§ **Document extract**:
Actually, she will be the one damagin her image in the kids eyes but still, you have to protect them from this. Put your foot down, you have EVERY right to. Really, do you care how she will feel if you stand up for yourself? Man up and do not allow this - you have every moral and probably legal support to do so. Just let her know that you are not keeping her from sc***wing around with this other guy, just not in your kids presence and not in your presence. It's too soon! You will heal from this though, it just takes a while.


----------



## in the dust (Jun 8, 2011)

PBear said:


> Posting as someone from the "other side"... I was in your wife's position; I had gone through the grieving process for my marriage in the last six months of it, before telling my wife that it was over. It wasn't fair to her, and I recognize what I did now. I also started to see someone quickly after my separation.
> 
> Having said all that, there's no way I would let my GF even meet my kids, much less have her stay over while they're with me. That's incredibly selfish and cruel to the kids. THEY need to be able to process the changes that are occurring too. I would tell her that he has to stay out of the house, and I guess if she makes arrangements to see him somewhere else, there's not much you can do.
> 
> ...


Thanks PBear. . . She tells me to quit focusing on the "time." I think the time is a big deal. It has been three weeks and now he will be here a whole week while I am out of town. He is here for work but she is shuttling him from his hotel to the train every day and hanging out at my house the rest of the time. He will be at my house with my kids. She says that since they SKYPE and she skypes with several people she is just going to introduce him as a friend. My oldest is 9. What is my son going to think a few months down the road if this works out. Why was mommy with that guy when she was with my daddy too? Probably not a real good example to set for the kids. 

The whole time thing is big to me. In the last few weeks I have been a total mess but have got to think a lot as well. I realize a lot of things I didn't realize before. I know I can't be everything she wants but it hasn't been a BAD marriage. There are good memories, great kids and she is a great woman. She says she has to meet him - she was asking as a courtesy but she says she would meet him regardless. Where is my time to process and see if I can be more of what she wants. I love her, I don't want to lose her. She says she wants it all, the fairytale happily ever after. I personally don't know anybody that "has it all" or lives in a fairytale. 

She says she has some hope for reconcilliation but after she meets him next week and if things "click",she says that door will probably be closed. Why close it if your not sure?


----------



## PBear (Nov 16, 2010)

I'll stick with my answer... There's no way the kids should be involved in any way. It's way too soon, and you're not even separated yet. It's just wrong in so many ways. Heck, I'm 4 months separated, and in love with my GF. And I haven't even considered her meeting my kids. And my thought would be that won't happen till after the divorce, so at least a year. She's being a selfish witch (with a capital B). In my opinion.

C
_Posted via Mobile Device_


----------



## brighterlight (Aug 13, 2009)

Get a lawyer! Probably the shortest answer I've ever given on this forum.
_Posted via Mobile Device_


----------



## in the dust (Jun 8, 2011)

§ **Directives**:
#1 Summarize the forum thread in two sentences.
#2 List every distinct username that heads a post in the forum thread.
#3 Reproduce the forum thread word for word, from "Actually, she will" to "after my separation.".

§ **Dataset entries**:
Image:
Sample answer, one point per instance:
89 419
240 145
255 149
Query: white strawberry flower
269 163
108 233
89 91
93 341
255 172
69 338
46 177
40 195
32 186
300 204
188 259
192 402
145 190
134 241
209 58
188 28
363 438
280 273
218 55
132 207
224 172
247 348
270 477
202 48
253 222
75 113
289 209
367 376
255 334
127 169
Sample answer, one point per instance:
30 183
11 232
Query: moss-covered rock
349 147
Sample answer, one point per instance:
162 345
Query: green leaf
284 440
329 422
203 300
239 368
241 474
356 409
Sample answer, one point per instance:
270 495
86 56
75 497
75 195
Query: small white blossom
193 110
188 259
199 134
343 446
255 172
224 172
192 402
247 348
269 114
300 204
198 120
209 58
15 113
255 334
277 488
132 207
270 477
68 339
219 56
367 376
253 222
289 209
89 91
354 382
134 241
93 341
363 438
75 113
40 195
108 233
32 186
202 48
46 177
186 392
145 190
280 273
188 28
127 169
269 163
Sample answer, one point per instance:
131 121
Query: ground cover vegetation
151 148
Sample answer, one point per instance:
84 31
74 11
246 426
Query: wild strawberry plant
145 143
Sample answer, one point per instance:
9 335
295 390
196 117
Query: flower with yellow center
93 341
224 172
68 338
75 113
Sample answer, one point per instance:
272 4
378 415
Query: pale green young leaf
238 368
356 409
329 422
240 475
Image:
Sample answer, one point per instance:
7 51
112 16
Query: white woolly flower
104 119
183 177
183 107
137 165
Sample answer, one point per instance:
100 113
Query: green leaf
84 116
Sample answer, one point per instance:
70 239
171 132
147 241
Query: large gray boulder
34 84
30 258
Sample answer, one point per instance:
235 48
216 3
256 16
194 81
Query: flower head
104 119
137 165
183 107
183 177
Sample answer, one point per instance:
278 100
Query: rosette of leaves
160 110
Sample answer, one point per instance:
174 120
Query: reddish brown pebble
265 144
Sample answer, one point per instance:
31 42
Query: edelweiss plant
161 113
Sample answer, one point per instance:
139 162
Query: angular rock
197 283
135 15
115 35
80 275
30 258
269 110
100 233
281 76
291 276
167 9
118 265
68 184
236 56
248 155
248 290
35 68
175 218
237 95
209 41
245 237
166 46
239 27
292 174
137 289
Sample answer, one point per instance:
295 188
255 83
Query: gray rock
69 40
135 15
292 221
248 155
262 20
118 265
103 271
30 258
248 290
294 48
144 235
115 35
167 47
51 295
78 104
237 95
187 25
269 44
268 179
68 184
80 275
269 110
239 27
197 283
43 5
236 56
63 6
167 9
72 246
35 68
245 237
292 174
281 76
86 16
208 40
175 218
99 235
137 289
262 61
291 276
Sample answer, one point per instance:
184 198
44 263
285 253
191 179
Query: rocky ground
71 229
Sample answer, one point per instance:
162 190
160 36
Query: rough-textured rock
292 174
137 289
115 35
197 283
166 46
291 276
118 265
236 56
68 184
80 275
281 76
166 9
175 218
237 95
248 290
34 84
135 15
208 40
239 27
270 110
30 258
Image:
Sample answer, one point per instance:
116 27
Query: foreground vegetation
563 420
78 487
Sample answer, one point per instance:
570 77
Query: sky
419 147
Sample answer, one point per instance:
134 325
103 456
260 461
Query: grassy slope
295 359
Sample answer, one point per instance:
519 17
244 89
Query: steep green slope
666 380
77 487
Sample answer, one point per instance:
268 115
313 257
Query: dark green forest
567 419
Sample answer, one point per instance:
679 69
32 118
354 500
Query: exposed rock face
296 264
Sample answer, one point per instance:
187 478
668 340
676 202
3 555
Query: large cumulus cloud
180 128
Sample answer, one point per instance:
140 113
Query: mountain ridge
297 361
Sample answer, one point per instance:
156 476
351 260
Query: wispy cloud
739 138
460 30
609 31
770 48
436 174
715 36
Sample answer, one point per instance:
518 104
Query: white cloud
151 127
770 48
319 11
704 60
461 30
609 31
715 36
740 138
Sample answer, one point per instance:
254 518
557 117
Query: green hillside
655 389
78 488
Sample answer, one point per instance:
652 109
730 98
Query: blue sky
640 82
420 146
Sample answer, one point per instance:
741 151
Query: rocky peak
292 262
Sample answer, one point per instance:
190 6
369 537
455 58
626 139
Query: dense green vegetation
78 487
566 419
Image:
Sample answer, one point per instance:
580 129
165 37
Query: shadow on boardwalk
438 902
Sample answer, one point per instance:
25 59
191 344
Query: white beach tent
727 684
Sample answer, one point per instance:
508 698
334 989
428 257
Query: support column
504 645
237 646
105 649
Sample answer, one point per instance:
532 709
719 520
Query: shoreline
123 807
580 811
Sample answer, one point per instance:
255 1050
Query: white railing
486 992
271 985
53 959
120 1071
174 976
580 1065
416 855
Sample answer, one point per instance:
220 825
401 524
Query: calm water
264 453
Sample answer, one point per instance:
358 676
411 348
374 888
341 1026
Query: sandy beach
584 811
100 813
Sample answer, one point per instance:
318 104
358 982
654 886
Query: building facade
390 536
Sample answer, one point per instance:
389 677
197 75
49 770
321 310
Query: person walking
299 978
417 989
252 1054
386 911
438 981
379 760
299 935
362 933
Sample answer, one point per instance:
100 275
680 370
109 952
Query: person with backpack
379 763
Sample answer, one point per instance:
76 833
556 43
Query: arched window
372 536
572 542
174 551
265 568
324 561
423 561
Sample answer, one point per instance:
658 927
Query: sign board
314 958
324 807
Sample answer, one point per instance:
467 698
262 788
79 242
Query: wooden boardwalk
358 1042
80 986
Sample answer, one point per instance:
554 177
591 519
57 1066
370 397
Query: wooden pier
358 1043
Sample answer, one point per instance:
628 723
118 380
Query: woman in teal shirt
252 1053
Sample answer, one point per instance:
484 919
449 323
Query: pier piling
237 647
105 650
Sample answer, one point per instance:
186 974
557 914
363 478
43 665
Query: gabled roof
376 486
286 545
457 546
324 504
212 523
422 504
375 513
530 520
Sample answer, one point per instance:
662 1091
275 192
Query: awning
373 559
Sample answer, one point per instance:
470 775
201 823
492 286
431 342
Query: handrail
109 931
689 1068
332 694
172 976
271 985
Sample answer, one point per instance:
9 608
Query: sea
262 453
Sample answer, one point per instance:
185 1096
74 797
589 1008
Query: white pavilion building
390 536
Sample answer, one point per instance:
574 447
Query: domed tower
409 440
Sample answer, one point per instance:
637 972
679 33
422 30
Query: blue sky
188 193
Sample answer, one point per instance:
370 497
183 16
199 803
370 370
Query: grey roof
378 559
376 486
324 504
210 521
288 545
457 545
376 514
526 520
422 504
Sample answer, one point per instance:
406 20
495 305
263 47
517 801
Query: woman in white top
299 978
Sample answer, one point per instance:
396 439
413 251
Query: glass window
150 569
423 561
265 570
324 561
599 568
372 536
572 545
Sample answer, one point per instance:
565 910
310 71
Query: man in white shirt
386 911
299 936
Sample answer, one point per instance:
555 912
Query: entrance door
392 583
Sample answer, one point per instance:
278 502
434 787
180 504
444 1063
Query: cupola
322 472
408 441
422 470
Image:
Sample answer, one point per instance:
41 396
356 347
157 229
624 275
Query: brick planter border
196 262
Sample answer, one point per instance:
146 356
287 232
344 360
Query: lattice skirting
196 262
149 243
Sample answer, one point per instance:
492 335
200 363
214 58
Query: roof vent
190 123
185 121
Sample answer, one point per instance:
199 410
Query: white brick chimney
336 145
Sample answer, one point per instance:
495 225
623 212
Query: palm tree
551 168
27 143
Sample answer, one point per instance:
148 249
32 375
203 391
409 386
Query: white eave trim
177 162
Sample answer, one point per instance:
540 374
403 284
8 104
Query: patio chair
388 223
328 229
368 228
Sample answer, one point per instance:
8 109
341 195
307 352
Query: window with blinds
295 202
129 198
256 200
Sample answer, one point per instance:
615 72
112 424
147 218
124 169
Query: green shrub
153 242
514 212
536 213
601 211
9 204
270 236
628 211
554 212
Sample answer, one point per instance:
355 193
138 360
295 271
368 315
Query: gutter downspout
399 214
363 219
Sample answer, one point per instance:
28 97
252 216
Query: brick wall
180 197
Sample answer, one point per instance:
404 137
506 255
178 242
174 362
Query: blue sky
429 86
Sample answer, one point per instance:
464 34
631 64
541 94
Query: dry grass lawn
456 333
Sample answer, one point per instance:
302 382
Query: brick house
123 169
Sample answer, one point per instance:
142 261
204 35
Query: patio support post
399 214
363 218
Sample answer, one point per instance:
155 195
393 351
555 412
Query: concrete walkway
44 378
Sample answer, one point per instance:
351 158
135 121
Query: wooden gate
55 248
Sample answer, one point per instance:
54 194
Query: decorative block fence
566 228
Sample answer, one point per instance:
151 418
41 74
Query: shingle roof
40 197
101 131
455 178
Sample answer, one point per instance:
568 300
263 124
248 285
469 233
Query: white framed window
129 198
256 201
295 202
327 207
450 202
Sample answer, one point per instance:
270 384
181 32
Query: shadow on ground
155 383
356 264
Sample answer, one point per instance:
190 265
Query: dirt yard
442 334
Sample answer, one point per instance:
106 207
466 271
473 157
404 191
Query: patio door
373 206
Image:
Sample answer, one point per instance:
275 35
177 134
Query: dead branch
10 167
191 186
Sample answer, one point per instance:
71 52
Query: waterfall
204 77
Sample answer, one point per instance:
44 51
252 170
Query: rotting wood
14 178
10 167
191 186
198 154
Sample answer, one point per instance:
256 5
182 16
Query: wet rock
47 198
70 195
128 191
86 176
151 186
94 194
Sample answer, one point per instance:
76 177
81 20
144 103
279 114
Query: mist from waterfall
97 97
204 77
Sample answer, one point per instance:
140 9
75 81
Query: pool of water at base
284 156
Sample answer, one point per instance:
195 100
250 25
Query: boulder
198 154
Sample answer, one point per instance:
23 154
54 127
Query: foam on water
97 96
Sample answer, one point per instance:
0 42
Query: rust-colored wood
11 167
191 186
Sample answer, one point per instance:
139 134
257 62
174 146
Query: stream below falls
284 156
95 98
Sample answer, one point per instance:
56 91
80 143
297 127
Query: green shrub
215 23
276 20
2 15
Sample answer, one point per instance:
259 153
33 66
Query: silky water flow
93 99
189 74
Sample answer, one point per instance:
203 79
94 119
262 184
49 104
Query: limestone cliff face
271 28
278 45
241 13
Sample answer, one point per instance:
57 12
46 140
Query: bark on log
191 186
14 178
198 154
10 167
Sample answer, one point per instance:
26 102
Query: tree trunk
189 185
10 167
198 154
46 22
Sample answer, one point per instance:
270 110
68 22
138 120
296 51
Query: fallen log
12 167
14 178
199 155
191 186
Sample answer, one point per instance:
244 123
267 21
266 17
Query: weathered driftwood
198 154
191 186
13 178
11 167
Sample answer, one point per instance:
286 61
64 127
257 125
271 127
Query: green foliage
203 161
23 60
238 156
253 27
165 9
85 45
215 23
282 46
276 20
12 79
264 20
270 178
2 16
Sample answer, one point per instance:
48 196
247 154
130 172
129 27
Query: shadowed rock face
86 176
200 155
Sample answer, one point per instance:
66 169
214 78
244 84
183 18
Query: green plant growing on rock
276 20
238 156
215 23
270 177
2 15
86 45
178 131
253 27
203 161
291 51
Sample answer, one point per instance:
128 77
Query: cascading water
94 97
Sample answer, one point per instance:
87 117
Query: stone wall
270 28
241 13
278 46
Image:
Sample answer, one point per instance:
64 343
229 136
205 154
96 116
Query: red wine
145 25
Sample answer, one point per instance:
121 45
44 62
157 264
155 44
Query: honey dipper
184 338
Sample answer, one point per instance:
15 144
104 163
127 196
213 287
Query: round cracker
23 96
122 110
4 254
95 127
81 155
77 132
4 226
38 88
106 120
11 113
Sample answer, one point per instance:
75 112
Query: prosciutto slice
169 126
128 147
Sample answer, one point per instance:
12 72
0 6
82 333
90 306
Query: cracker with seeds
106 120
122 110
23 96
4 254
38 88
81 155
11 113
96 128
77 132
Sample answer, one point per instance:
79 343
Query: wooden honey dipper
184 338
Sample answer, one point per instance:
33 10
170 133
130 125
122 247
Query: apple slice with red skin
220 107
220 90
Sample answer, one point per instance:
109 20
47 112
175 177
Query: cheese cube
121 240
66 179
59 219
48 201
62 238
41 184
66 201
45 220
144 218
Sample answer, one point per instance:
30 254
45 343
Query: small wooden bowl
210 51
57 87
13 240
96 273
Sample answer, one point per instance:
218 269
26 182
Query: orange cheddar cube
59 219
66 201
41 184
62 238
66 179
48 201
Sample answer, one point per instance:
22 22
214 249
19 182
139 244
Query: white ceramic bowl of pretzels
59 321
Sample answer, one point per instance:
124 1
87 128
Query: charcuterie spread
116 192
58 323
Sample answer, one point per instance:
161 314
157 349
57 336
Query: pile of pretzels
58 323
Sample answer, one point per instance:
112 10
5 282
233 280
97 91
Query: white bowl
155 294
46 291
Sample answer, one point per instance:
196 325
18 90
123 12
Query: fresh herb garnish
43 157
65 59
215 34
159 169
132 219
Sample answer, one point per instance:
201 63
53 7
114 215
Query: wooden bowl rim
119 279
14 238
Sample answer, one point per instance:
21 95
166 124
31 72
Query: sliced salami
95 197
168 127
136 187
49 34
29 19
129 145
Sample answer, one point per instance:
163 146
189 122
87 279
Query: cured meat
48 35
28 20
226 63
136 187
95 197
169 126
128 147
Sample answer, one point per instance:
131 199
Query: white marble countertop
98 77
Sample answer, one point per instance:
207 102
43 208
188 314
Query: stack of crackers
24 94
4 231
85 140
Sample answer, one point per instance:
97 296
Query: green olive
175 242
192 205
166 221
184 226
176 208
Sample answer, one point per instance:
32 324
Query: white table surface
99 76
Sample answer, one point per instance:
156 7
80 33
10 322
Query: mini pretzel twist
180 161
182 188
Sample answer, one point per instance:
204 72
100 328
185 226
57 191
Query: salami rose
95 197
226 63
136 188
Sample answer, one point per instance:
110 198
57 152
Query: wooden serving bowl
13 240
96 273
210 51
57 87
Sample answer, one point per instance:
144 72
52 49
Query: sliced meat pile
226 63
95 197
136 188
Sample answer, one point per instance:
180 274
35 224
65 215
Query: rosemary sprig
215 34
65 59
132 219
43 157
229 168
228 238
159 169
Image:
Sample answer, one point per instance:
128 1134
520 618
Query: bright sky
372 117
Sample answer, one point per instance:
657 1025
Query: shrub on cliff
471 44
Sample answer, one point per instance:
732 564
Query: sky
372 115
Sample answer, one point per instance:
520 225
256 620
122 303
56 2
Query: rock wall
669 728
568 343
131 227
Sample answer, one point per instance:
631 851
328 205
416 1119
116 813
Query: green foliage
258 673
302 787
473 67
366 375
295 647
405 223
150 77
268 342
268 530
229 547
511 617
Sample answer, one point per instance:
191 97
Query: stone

§ **List of solutions**:
#1 A husband writes that, three weeks on, his wife plans to spend a week with a man she has been talking to over Skype, bringing him to their house and around their children while the husband is out of town, and that she says the door to reconciliation will probably close if things "click" with him. Other posters say the children should not be involved because it is far too soon, and one tells him to get a lawyer.

#2
in the dust
PBear
brighterlight

#3
Actually, she will be the one damagin her image in the kids eyes but still, you have to protect them from this. Put your foot down, you have EVERY right to. Really, do you care how she will feel if you stand up for yourself? Man up and do not allow this - you have every moral and probably legal support to do so. Just let her know that you are not keeping her from sc***wing around with this other guy, just not in your kids presence and not in your presence. It's too soon! You will heal from this though, it just takes a while.


----------



## in the dust (Jun 8, 2011)

PBear said:


> Posting as someone from the "other side"... I was in your wife's position; I had gone through the grieving process for my marriage in the last six months of it, before telling my wife that it was over. It wasn't fair to her, and I recognize what I did now. I also started to see someone quickly after my separation.